• [TO DO]
**A.** According to the court opinion, how much was McCarthy determined to have been overpaid in disability insurance benefits?
**B.** Reproduce the court opinion between "STATEMENT OF FACTS" and "through March 1990.", inclusive, swapping "psychological disability" for "mental disability".

>> START TEXT

CHARLES M. MCCARTHY, JR., Plaintiff-Appellant,
v.
KENNETH S. APFEL, Commissioner of the Social Security Administration,* Defendant-Appellee.

No. 98-15238

U.S. Court of Appeals for the Ninth Circuit

Argued March 9, 1999
Submission Deferred March 9, 1999
Submitted June 9, 2000
Filed August 15, 2000

1

[Copyrighted Material Omitted]

2

Appeal from the United States District Court for the Northern District of California; Bernard Zimmerman, District Judge, Presiding D.C. No. CV 97-00272-BZ

3

Before: Diarmuid F. O’Scannlain and Kim McLane Wardlaw, Circuit Judges, and Wm. Matthew Byrne, Jr., District Judge**

BYRNE, Senior District Judge:

4

Appellant Charles M. McCarthy, Jr. (“McCarthy”) appeals from the district court’s decision on summary judgment (1) upholding the Commissioner of Social Security’s determination that McCarthy was overpaid $10,207.00 in disability insurance benefits pursuant to Title II of the Social Security Act, 42 U.S.C. S 401 et seq., and (2) remanding the case to the Commissioner pursuant to 42 U.S.C. S 405(g) for a determination of whether McCarthy was “without fault ” in connection with the overpayments. The district court had jurisdiction pursuant to 42 U.S.C. S 405(g), and we have jurisdiction pursuant to 28 U.S.C. S 1291. We affirm in part, reverse in part, and remand.

STATEMENT OF FACTS

5

McCarthy stopped working in 1980 due to a psychological disability and began receiving Title II disability insurance benefits,1 as well as Title XVI supplemental security income, based on an application filed on January 8, 1981. McCarthy returned to work in December 1987, and his Title XVI supplemental security income ended two months later. McCarthy, however, allegedly continued to receive and cash Title II disability benefits through March 1990.

>> END TEXT
>> START SUPPLIED DATA

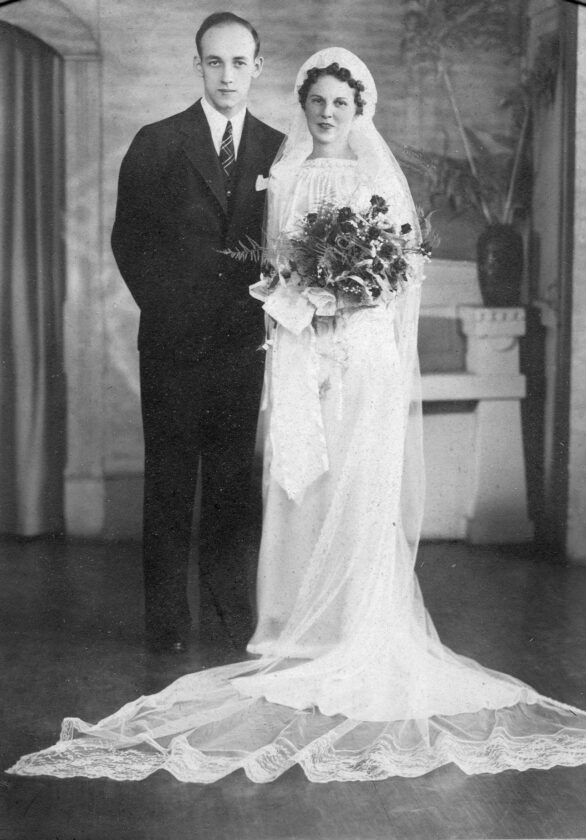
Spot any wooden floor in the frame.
[0,540,586,840]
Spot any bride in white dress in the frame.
[6,48,586,782]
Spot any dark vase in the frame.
[477,225,523,306]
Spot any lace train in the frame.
[8,662,586,783]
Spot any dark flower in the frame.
[370,195,389,216]
[338,207,354,222]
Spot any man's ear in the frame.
[251,55,265,79]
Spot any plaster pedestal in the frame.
[458,306,533,544]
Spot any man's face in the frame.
[195,23,262,118]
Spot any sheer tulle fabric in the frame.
[6,51,586,782]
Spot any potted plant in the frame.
[402,0,559,306]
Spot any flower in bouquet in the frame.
[269,195,431,308]
[224,195,431,332]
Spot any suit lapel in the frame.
[231,111,268,233]
[181,101,228,213]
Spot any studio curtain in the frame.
[0,24,66,537]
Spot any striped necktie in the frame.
[220,120,236,180]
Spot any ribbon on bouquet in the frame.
[250,284,336,504]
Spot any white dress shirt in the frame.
[201,96,246,158]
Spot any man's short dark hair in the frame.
[195,12,260,58]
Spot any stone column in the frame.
[458,306,533,543]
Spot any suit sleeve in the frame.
[112,124,161,309]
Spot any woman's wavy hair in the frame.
[297,61,364,114]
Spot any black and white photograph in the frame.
[0,0,586,840]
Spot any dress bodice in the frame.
[268,158,372,245]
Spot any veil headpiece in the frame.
[267,47,420,249]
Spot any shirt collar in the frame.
[201,96,246,156]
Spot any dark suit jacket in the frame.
[112,101,283,363]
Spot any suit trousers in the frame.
[140,346,264,636]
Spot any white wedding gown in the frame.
[11,160,586,782]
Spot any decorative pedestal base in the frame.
[458,306,533,543]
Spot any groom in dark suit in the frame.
[112,12,283,652]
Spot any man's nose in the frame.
[222,64,233,84]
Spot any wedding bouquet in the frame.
[230,195,431,334]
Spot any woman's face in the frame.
[305,76,356,148]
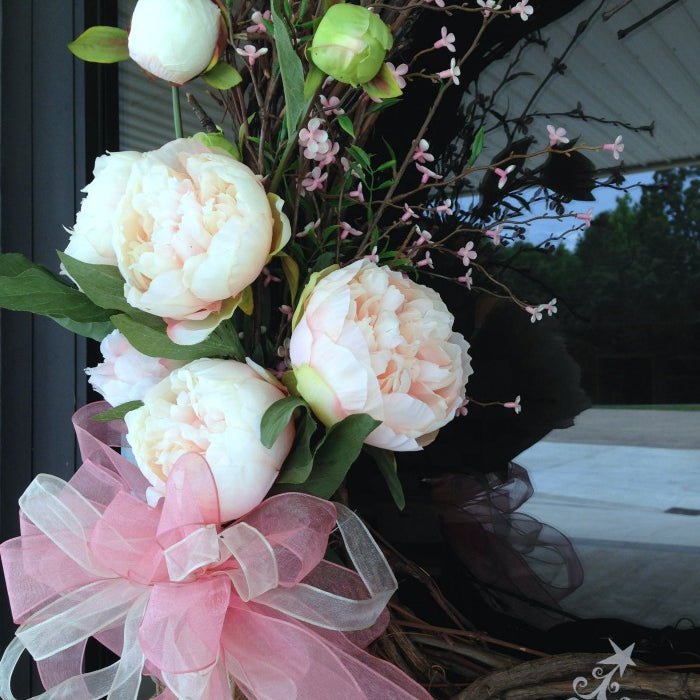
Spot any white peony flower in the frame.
[289,260,472,451]
[129,0,221,85]
[125,359,294,522]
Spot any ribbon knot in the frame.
[0,404,430,700]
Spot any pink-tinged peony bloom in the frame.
[128,0,222,85]
[457,241,477,267]
[476,0,501,17]
[438,58,462,85]
[246,10,272,34]
[85,330,185,406]
[433,27,457,53]
[493,165,515,190]
[301,167,328,192]
[413,139,435,163]
[576,209,593,228]
[236,44,267,66]
[125,359,294,522]
[603,134,625,160]
[66,139,291,345]
[386,61,408,90]
[503,394,523,413]
[547,124,569,146]
[510,0,535,22]
[289,260,472,451]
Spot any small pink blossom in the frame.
[510,0,535,22]
[438,58,462,85]
[416,163,442,185]
[314,140,340,168]
[435,199,454,214]
[413,226,433,248]
[301,167,328,192]
[364,246,379,264]
[457,267,474,289]
[576,209,593,228]
[236,44,267,66]
[493,165,515,190]
[413,139,435,163]
[416,250,435,270]
[503,394,523,413]
[484,226,503,245]
[455,398,469,417]
[401,204,418,221]
[433,27,457,53]
[295,219,321,238]
[540,297,557,316]
[319,95,345,114]
[262,267,282,287]
[476,0,501,17]
[298,117,331,160]
[386,61,408,90]
[547,124,569,146]
[340,221,363,241]
[525,304,543,323]
[457,241,477,267]
[603,134,625,160]
[348,182,365,204]
[246,10,271,34]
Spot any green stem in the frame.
[170,85,182,139]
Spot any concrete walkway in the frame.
[515,409,700,627]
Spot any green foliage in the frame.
[68,26,129,63]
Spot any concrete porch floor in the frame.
[515,408,700,627]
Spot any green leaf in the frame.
[296,413,381,498]
[271,0,308,136]
[202,61,243,90]
[278,253,300,301]
[364,445,406,510]
[0,253,112,340]
[111,314,233,361]
[347,146,372,172]
[58,251,133,313]
[304,63,326,100]
[277,409,317,484]
[260,396,306,450]
[91,401,143,422]
[338,114,355,138]
[467,126,484,168]
[68,26,129,63]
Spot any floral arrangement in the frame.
[0,0,636,700]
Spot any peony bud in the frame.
[129,0,221,85]
[309,4,393,87]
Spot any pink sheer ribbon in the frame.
[0,404,430,700]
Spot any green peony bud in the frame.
[308,4,394,87]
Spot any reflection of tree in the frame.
[500,167,700,402]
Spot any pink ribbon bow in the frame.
[0,403,430,700]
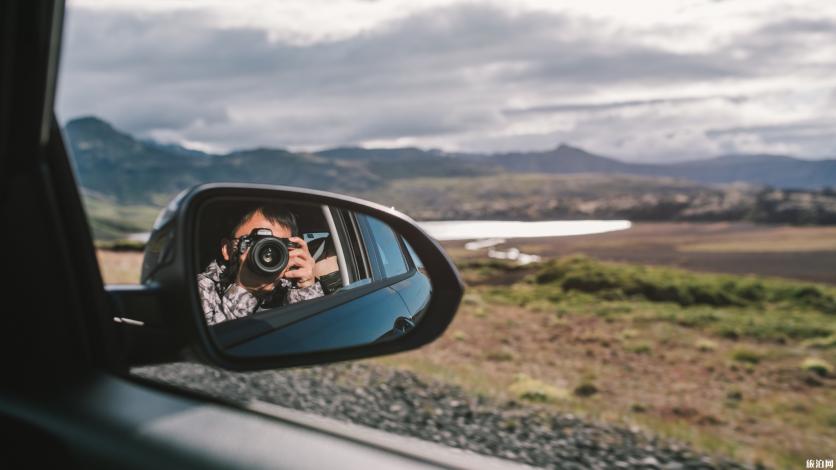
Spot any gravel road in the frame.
[133,363,752,469]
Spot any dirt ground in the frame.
[443,222,836,284]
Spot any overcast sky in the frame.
[58,0,836,162]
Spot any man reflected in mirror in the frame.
[197,205,323,325]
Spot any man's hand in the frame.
[282,237,316,289]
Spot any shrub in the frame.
[731,348,763,364]
[485,347,516,362]
[574,382,598,397]
[624,341,653,354]
[509,374,569,403]
[532,256,836,314]
[801,357,833,377]
[694,338,717,352]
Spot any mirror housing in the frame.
[109,183,464,370]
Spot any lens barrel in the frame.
[247,237,290,275]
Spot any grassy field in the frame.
[376,257,836,468]
[99,224,836,468]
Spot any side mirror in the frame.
[111,184,464,370]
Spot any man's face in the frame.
[221,212,292,292]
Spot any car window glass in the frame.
[365,217,409,278]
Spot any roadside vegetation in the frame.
[99,242,836,468]
[376,256,836,468]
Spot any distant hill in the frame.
[465,145,836,189]
[65,117,836,239]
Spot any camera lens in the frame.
[249,237,289,274]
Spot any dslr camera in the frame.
[238,228,299,277]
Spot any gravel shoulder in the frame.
[132,363,750,469]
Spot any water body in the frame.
[129,220,632,264]
[418,220,632,265]
[418,220,632,241]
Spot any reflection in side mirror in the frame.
[193,197,432,358]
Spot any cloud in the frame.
[58,3,836,161]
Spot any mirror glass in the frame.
[193,198,432,357]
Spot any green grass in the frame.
[83,193,160,241]
[474,256,836,348]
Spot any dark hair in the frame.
[229,205,299,238]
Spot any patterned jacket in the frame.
[197,261,324,325]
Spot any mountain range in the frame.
[64,117,836,238]
[65,117,836,203]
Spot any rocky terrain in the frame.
[133,363,748,469]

>> END SUPPLIED DATA

• [RESPONSES PER TASK]
**A.** $10,207.00

**B.**
STATEMENT OF FACTS

5

McCarthy stopped working in 1980 due to a mental disability and began receiving Title II disability insurance benefits,1 as well as Title XVI supplemental security income, based on an application filed on January 8, 1981. McCarthy returned to work in December 1987, and his Title XVI supplemental security income ended two months later. McCarthy, however, allegedly continued to receive and cash Title II disability benefits through March 1990.